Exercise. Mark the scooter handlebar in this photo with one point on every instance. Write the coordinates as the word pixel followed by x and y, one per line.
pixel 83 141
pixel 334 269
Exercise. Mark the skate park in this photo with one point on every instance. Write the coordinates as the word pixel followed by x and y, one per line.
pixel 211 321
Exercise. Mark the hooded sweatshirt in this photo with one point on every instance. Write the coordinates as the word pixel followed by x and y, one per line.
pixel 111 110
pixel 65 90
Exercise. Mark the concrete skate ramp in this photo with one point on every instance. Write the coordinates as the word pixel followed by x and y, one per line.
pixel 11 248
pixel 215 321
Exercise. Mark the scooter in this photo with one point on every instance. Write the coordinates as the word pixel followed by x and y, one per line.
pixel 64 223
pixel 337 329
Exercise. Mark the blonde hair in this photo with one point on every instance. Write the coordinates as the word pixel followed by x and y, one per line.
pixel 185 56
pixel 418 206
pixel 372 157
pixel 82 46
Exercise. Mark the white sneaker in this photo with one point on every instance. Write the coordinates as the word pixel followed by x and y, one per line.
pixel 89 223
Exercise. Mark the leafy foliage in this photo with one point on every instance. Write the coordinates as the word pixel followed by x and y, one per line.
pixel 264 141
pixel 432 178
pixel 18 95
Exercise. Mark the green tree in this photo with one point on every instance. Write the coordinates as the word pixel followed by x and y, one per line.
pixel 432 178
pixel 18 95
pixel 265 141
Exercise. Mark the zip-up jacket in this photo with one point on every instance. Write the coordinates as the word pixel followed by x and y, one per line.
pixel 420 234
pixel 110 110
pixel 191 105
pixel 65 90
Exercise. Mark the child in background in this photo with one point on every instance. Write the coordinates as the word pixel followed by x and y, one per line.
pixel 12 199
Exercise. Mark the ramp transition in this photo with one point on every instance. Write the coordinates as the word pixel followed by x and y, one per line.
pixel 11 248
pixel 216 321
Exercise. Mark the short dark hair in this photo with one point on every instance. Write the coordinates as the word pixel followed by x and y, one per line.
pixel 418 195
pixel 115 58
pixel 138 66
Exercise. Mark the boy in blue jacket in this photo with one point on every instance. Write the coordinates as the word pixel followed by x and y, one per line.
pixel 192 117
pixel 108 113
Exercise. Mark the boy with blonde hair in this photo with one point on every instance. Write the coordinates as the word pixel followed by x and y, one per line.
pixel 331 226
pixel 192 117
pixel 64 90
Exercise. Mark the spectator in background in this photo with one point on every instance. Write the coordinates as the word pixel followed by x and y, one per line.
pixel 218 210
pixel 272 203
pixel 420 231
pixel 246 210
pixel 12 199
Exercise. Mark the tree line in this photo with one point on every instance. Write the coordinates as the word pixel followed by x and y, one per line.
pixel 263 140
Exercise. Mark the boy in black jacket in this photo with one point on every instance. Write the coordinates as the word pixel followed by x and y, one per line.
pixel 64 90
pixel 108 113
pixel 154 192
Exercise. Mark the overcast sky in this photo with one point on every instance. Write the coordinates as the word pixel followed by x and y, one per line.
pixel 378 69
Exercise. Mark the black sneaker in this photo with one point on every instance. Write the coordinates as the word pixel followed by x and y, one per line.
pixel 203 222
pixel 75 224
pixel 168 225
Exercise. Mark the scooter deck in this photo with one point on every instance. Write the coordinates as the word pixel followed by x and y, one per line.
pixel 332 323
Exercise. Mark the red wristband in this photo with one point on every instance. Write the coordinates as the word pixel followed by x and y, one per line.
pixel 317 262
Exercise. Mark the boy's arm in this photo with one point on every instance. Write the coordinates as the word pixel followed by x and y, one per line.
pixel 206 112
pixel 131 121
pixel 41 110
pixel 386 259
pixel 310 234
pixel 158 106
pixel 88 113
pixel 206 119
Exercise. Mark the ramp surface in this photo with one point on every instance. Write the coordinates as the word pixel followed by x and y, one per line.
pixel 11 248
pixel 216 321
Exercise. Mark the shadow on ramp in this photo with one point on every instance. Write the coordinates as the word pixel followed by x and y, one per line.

WHAT THE EXERCISE ASKS = Rewrite all of the records above, replacing "Exercise" with "Task" wherever it appears and leaving everything else unchanged.

SOLUTION FOR THIS TASK =
Task. Mark the scooter handlebar in this photo with one point on every instance. Write the coordinates as the word pixel followed by x and y, one per line.
pixel 83 141
pixel 334 269
Task. Mark the skate park in this photo with one point on every instance. Write the coordinates as the word pixel followed by x and y, one per line.
pixel 211 321
Task. Mark the hooded sweatshirt in this photo with one point on every instance. Write the coordinates as the word pixel followed by x and y, one per line.
pixel 111 110
pixel 65 90
Task. Mark the concrete skate ramp in this photo with one point on every instance. Write the coordinates as the word pixel followed by x and y, one per line.
pixel 11 248
pixel 215 321
Task. Mark the scooter in this photo with one point on every instance. Write the coordinates as the word pixel followed by x and y, one per line.
pixel 64 223
pixel 337 329
Task. Mark the blonde hair in this photo with one point on every instance. Write the coordinates as the word pixel followed by x and y, one per line.
pixel 185 56
pixel 418 206
pixel 372 157
pixel 82 46
Task. Mark the white sneaker in this photo with one point on every instance. Write the coordinates as the word pixel followed by x and y, one per line.
pixel 89 223
Task. Mark the leafy foliage in this photo with one point on every instance. Write the coordinates as the word pixel followed by x and y, one per line.
pixel 264 141
pixel 432 178
pixel 18 95
Task. Mark the green tree in this photo with one point on every instance. Write the coordinates as the word pixel followed by x and y, one per line.
pixel 432 178
pixel 18 95
pixel 265 141
Task. Mark the zip-up jacket in this photo with one point on every instance. Write the coordinates as the word pixel followed by x and y, one per line.
pixel 420 234
pixel 110 110
pixel 191 105
pixel 65 90
Task. Mark the child in background in this photo with one point on every instance. Write the coordinates as the word pixel followed by x and y, one per line.
pixel 12 199
Task. Mark the ramp transition in this photo with one point on every instance. Write the coordinates as the word pixel followed by x and y, one per line.
pixel 11 248
pixel 216 321
Task. Mark the short dark hair in this photo with one point on every instance. Write the coordinates as the word pixel followed by x and y, one per line.
pixel 418 195
pixel 115 58
pixel 138 66
Task. Mark the boy in blue jacket in this photo with one point on every instance. Write the coordinates as the word pixel followed by x and y, one per line.
pixel 192 117
pixel 108 113
Task. Mark the boy with blonde hair in this photo with one point on every instance. Write the coordinates as the word pixel followed by x and y, one per line.
pixel 331 226
pixel 192 117
pixel 64 90
Task. Mark the spectator in background in this photo with one point on every instance. Write the coordinates as the word pixel followed by x and y, one per line.
pixel 218 210
pixel 272 203
pixel 420 231
pixel 246 210
pixel 12 199
Task. Mark the tree line in this photo with one point on every instance. Write the coordinates as the word pixel followed by x and y, one per line.
pixel 263 140
Task. Mark the boy in black jacket in this photo with one point on every instance. Write the coordinates as the word pixel followed by x and y, one per line.
pixel 64 90
pixel 108 113
pixel 154 192
Task. Mark the overcast sky in this photo with one point on every instance. Write the coordinates as the word pixel followed by x and y, one per line.
pixel 378 69
Task. Mark the black sneaker in this photo with one point on every instance. Write the coordinates as the word pixel followed by x and y, one per line.
pixel 203 222
pixel 75 224
pixel 168 225
Task. Mark the scooter deck in this photo with one point on every instance. Write the coordinates as the word pixel followed by x and y, one per line.
pixel 332 323
Task. Mark the red wristband in this photo with one point on every instance. Write the coordinates as the word pixel followed by x and y, one per line.
pixel 317 262
Task. Mark the boy's arm in this photo with one point on every instance. Write the coordinates as the word pixel followed by x and y, one per line.
pixel 206 112
pixel 131 121
pixel 41 110
pixel 386 259
pixel 310 234
pixel 158 106
pixel 88 113
pixel 206 119
Task. Mark the ramp surface in this photo with one point on every instance. Write the coordinates as the word pixel followed by x and y, one per line.
pixel 11 248
pixel 216 321
Task. Mark the shadow on ramp in this photo with one point on every instance. Write the coordinates as the word pixel followed by x and y, one per line.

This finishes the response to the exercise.